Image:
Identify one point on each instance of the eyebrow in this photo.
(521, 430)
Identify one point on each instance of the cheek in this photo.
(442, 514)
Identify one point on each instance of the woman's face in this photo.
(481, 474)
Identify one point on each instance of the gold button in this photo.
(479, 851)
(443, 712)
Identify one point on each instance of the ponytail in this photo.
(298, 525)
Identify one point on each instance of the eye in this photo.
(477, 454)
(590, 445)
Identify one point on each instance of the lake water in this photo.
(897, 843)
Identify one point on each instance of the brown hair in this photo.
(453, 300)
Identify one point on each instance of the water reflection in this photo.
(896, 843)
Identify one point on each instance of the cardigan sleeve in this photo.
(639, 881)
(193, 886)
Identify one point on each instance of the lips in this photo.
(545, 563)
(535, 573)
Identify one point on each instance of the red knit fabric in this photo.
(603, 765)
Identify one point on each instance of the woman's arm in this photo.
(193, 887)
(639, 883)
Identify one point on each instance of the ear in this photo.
-- -- --
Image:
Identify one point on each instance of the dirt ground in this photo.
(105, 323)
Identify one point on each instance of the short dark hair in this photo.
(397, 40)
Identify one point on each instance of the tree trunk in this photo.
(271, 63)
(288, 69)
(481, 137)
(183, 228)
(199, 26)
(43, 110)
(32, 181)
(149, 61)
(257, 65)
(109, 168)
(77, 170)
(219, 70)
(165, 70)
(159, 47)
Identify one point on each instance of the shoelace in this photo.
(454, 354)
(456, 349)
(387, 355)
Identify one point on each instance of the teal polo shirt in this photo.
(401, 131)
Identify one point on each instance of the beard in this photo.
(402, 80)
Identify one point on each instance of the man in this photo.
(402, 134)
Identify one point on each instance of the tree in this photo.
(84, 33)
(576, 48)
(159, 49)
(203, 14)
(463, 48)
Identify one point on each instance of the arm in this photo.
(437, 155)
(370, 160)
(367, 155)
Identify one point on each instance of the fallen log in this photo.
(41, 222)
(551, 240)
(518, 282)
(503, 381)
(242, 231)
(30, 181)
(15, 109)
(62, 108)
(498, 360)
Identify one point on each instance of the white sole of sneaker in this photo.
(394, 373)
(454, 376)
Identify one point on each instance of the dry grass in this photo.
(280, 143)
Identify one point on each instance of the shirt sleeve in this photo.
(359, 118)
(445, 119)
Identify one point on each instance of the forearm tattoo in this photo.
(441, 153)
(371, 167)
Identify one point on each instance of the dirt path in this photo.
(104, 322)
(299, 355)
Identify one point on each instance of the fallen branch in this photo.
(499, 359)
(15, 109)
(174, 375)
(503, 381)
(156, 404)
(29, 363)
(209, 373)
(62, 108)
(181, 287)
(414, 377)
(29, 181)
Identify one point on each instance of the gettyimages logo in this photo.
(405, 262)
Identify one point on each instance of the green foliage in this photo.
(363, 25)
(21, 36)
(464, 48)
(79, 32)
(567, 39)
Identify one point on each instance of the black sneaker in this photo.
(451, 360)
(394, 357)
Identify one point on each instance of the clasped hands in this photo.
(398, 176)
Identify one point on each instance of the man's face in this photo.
-- -- --
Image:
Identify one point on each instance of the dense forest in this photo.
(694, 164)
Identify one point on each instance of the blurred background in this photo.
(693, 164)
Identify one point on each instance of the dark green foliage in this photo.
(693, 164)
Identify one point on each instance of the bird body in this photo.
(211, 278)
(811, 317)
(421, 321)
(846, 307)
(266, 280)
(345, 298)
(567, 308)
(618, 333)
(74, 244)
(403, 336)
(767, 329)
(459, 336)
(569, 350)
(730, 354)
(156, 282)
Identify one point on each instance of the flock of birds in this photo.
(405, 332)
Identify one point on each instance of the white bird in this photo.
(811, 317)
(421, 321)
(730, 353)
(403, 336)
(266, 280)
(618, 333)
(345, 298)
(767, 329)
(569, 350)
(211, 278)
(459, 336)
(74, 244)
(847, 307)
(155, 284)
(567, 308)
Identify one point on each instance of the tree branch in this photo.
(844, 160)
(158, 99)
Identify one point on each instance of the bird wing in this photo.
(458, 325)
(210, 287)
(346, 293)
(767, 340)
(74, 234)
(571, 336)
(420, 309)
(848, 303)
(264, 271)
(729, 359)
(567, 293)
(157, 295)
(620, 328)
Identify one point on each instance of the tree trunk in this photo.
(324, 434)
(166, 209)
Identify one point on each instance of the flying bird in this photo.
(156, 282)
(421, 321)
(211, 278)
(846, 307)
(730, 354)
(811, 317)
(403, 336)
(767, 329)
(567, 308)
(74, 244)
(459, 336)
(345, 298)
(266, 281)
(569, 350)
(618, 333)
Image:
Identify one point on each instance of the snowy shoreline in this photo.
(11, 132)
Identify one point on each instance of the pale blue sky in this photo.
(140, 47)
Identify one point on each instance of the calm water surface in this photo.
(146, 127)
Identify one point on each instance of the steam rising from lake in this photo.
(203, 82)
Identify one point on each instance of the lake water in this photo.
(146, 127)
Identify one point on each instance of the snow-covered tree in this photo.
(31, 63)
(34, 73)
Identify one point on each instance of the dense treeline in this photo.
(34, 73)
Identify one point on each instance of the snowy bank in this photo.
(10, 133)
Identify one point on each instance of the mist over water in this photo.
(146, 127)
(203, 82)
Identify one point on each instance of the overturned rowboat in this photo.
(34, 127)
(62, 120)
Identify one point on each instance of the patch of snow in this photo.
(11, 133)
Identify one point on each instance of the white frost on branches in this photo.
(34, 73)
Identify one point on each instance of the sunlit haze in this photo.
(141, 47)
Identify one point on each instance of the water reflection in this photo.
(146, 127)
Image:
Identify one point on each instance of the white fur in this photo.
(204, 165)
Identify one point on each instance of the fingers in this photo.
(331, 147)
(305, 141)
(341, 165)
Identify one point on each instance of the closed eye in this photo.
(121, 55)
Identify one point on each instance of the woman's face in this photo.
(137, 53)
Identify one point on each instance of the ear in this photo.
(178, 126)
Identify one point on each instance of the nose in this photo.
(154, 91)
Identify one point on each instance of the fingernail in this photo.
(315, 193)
-- -- --
▶ _What you will do_
Reproduce word for word the part of the entries above that opens with the line containing "Identify one point on each instance of the black" and closes with the line containing "Identify one point on each instance of the man's", including both of those lines.

▶ _The response_
Identify one point on each instance of the black sneaker in this photo.
(451, 360)
(394, 357)
Identify one point on each instance of the clasped hands in this photo.
(398, 176)
Identify one point on each instance of the man's face in this photo.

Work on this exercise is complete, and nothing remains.